*** The records ***

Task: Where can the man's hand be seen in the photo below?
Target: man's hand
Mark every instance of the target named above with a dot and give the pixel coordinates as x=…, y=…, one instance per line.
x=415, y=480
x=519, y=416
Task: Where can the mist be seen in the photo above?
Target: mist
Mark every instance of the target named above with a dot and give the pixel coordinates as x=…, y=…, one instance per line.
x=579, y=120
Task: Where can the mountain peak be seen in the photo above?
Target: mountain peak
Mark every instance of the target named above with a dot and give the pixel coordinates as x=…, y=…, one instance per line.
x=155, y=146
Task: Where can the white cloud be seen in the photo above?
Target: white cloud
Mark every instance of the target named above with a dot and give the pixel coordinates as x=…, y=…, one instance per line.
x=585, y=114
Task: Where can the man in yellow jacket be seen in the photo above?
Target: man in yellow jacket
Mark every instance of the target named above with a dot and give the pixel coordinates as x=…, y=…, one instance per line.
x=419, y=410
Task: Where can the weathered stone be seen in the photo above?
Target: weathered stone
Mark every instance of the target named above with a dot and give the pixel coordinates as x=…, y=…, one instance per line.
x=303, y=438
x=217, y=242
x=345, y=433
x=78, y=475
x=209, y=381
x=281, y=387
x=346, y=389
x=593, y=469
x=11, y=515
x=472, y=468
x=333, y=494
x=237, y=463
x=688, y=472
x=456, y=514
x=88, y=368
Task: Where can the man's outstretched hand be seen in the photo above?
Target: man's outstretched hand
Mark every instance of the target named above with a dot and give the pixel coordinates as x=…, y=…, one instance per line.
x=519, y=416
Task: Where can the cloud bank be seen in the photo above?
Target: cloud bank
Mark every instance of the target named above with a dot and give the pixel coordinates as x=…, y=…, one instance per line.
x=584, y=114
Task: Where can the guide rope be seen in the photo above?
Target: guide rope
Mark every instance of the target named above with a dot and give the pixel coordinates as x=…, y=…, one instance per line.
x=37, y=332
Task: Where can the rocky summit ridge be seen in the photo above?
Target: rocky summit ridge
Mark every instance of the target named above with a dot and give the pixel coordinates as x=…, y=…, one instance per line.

***

**Problem to work on**
In the listing above, find the line with "Target: mist" and the line with "Target: man in yellow jacket", then print exactly those lines and every line between them.

**Answer section**
Target: mist
Mark every instance of the target named above with a dot and give the pixel coordinates as x=…, y=…, one instance per line.
x=579, y=120
Task: Where can the mountain peak be seen in the photo above?
Target: mountain peak
Mark every instance of the target named above with a dot and give the pixel coordinates as x=…, y=…, one instance per line.
x=155, y=146
Task: Where can the white cloud be seen in the photo above?
Target: white cloud
Mark every instance of the target named above with a dot and give the pixel coordinates as x=…, y=…, one instance per line.
x=585, y=114
Task: Where can the man in yellow jacket be seen in the photo above?
Target: man in yellow jacket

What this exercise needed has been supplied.